** Task statement **
Copy out the listing in full, exactly as written, but not its pictures.

** Dataset excerpts on object pointing **
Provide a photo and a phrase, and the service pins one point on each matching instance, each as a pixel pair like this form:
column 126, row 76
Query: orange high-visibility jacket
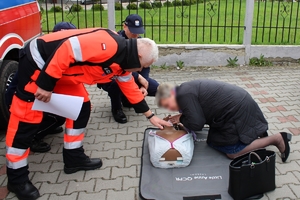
column 90, row 56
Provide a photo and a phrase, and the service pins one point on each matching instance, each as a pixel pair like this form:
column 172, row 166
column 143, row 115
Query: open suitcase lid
column 205, row 178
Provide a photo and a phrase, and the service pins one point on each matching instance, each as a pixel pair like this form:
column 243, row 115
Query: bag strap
column 253, row 153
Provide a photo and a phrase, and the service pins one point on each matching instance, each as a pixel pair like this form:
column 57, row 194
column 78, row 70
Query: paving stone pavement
column 277, row 91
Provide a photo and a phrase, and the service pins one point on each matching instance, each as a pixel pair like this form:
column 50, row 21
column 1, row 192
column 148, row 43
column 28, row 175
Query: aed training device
column 206, row 177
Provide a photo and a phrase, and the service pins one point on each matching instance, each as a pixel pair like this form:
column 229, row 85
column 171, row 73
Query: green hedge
column 97, row 7
column 55, row 9
column 118, row 6
column 157, row 4
column 168, row 4
column 132, row 6
column 145, row 5
column 76, row 8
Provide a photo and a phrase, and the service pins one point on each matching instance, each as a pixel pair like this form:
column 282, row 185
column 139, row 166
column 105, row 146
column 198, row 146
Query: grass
column 198, row 24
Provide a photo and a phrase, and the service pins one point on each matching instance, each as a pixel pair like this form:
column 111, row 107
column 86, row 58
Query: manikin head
column 147, row 53
column 133, row 26
column 170, row 147
column 166, row 97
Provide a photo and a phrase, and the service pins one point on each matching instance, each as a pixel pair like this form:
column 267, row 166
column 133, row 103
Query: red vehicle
column 20, row 21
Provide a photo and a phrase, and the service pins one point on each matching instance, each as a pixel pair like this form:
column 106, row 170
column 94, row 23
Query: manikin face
column 169, row 103
column 143, row 65
column 128, row 33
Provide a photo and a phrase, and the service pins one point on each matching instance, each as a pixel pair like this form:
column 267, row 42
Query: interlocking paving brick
column 132, row 161
column 282, row 192
column 116, row 145
column 52, row 157
column 265, row 100
column 44, row 197
column 77, row 186
column 114, row 184
column 78, row 176
column 126, row 195
column 130, row 182
column 98, row 173
column 289, row 118
column 288, row 167
column 126, row 152
column 131, row 144
column 59, row 188
column 119, row 162
column 286, row 179
column 117, row 172
column 104, row 138
column 39, row 167
column 260, row 92
column 64, row 197
column 254, row 85
column 92, row 196
column 103, row 154
column 45, row 177
column 122, row 137
column 276, row 108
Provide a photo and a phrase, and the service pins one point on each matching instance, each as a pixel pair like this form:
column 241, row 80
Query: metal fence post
column 248, row 29
column 111, row 14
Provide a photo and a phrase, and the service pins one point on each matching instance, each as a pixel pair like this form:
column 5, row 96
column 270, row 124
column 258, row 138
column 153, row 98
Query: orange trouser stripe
column 73, row 138
column 17, row 158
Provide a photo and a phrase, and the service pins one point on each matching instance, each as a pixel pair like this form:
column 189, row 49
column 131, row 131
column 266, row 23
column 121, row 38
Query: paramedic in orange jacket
column 61, row 62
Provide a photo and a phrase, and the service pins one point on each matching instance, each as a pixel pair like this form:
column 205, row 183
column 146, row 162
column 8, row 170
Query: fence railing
column 188, row 21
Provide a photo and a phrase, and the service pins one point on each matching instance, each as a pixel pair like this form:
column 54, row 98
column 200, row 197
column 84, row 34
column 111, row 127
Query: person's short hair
column 63, row 26
column 148, row 48
column 164, row 90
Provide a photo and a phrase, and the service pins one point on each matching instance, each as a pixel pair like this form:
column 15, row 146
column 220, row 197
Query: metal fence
column 188, row 21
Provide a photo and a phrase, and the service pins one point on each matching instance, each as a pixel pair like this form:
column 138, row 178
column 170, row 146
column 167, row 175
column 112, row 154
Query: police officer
column 132, row 28
column 61, row 62
column 51, row 124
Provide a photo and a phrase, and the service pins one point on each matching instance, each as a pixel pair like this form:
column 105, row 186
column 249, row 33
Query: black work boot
column 39, row 146
column 119, row 116
column 87, row 164
column 24, row 191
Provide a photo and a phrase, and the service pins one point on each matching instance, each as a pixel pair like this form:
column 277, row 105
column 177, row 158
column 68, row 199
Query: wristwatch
column 149, row 117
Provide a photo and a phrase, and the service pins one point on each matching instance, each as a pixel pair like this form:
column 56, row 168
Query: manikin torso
column 171, row 134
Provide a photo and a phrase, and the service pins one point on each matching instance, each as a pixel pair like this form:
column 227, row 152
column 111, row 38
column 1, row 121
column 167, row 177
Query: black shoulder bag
column 252, row 174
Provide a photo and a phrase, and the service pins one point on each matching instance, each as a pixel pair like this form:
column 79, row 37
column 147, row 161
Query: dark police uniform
column 115, row 94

** Output of the task **
Provide a photo and a phrase, and the service pins one point on each matching instance, each as a pixel pair like this form:
column 126, row 76
Query: orange high-visibility jacket
column 90, row 56
Provide a photo and a phrase, and the service pins one point on each matching instance, each as a pixel pair like this form:
column 172, row 166
column 143, row 115
Query: open suitcase lid
column 205, row 178
Provide a photo and a phrase, and the service pins one point on each matching instance, each as a pixel pair like this form:
column 243, row 115
Query: bag strap
column 253, row 153
Provide a photo and a phrase, and the service pins one point on each matching instance, each as a pixel pair like this form:
column 57, row 194
column 78, row 70
Query: paving stone pavement
column 277, row 91
Provide a photo and a phrase, and the service pins one point on each matching instance, each as a pixel pair like this form:
column 50, row 21
column 1, row 192
column 148, row 43
column 28, row 175
Query: aed training device
column 206, row 177
Provide a photo and a phrase, and the service pins one point on each matching instance, each as a pixel pair like this form:
column 229, row 85
column 171, row 73
Query: green hedge
column 97, row 7
column 55, row 9
column 118, row 6
column 157, row 4
column 168, row 4
column 132, row 6
column 145, row 5
column 76, row 8
Provide a photo and a phrase, and the service pins one point on each matching instance, each as a pixel pair like this form:
column 282, row 185
column 139, row 166
column 105, row 146
column 198, row 146
Query: grass
column 198, row 24
Provide a photo and a phrase, and the service pins one point on each matching instance, each as a pixel pair like this form:
column 111, row 107
column 86, row 58
Query: manikin head
column 147, row 53
column 133, row 26
column 170, row 147
column 166, row 97
Provide a photo and a phrase, and the service pins one point on each matching instance, each as a pixel pair like this form:
column 267, row 166
column 133, row 103
Query: red vehicle
column 20, row 21
Provide a photo and a phrase, and the service pins one point on each matching instance, each as a pixel pair like this form:
column 106, row 170
column 94, row 23
Query: manikin face
column 169, row 103
column 143, row 65
column 128, row 33
Provide a photo and a phrase, and the service pins one point on each matching instance, each as a pixel pair like this form:
column 267, row 42
Query: interlocking paving brick
column 132, row 161
column 282, row 192
column 116, row 145
column 52, row 157
column 265, row 100
column 44, row 197
column 77, row 186
column 114, row 184
column 78, row 176
column 126, row 195
column 130, row 182
column 98, row 173
column 289, row 118
column 288, row 167
column 126, row 152
column 131, row 144
column 59, row 188
column 119, row 162
column 286, row 179
column 117, row 172
column 104, row 138
column 39, row 167
column 260, row 92
column 64, row 197
column 254, row 85
column 92, row 196
column 103, row 154
column 45, row 177
column 122, row 137
column 276, row 108
Provide a photo and a phrase, and the service pins one point on each matching instance, each as a pixel pair like this form:
column 241, row 80
Query: metal fence post
column 248, row 29
column 111, row 14
Provide a photo and a phrase, and the service pins one point on each matching instance, each as a pixel pair like this form:
column 5, row 96
column 270, row 124
column 258, row 138
column 153, row 98
Query: orange trouser stripe
column 73, row 138
column 17, row 158
Provide a photo and a phrase, and the service pins one point on each matching instance, each as a pixel pair like this form:
column 189, row 49
column 131, row 131
column 266, row 23
column 121, row 38
Query: paramedic in orange jacket
column 61, row 62
Provide a photo and a phrase, and the service pins one point on each matching instance, each as a pixel pair like this form:
column 205, row 183
column 146, row 162
column 8, row 170
Query: fence railing
column 188, row 21
Provide a photo and a phrase, and the service pins one point on each matching instance, each as a pixel pair like this form:
column 54, row 98
column 200, row 197
column 84, row 34
column 111, row 127
Query: person's short hair
column 63, row 26
column 148, row 48
column 164, row 90
Provide a photo and a phrase, and the service pins one point on each matching instance, each as a pixel pair like this form:
column 15, row 146
column 220, row 197
Query: metal fence
column 188, row 21
Provide a photo and a phrase, and the service pins one point on each matching instance, each as a pixel pair like this form:
column 138, row 178
column 170, row 146
column 167, row 175
column 112, row 154
Query: police officer
column 132, row 28
column 61, row 62
column 51, row 124
Provide a photo and a phrase, and the service pins one point on each matching instance, each as a pixel pair like this form:
column 105, row 186
column 249, row 33
Query: black work boot
column 39, row 146
column 119, row 116
column 87, row 164
column 24, row 191
Provide a photo and a phrase, and the service pins one point on each matching instance, each as a pixel pair like this form:
column 277, row 105
column 177, row 158
column 68, row 199
Query: wristwatch
column 149, row 117
Provide a photo and a phrase, and the service pins one point on each matching instance, each as a pixel pair like this form:
column 56, row 168
Query: manikin torso
column 171, row 134
Provide a photo and a phrase, and the service pins one point on each matching instance, each as a pixel pair like this form:
column 227, row 152
column 111, row 38
column 1, row 121
column 167, row 177
Query: black shoulder bag
column 252, row 174
Provide a photo and a phrase, and the service pins one point on each matching instance, each as a pixel pair like this form:
column 79, row 37
column 147, row 161
Query: dark police uniform
column 115, row 94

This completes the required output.